# [WHAT IS NEEDED]
According to the passage on college COVID-19 vaccine plans, which publication kept the tally of colleges requiring a shot for the fall semester?

EXTRACT TO READ Block Start

The South Florida school isn’t alone in its uncertainty over how to balance politics and public health concerns as colleges and universities that have already weathered a difficult year look ahead to the fall semester. More than 50 colleges across the country have announced plans to require a COVID-19 shot for the fall semester, according to a tally by the Chronicle of Higher Education. That list includes large universities like Rutgers and Cornell, as well as smaller schools like Iowa’s Grinnell College, in states with both Democratic and Republican governors.

Other colleges so far have sought to encourage, rather than mandate, that students receive a vaccine, with varying degrees of success. Universities have hosted vaccination clinics on their campuses, but also have struggled to find doses. Many are racing to vaccinate students—most in age groups that only recently became eligible—before the spring semester ends.

EXTRACT TO READ Block End
EXTRACTED RECORDS Block Start

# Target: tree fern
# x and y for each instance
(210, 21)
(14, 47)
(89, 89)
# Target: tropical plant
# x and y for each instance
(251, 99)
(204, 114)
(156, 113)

EXTRACTED RECORDS Block End

# [SOLUTION TO THIS PROBLEM]
The Chronicle of Higher Education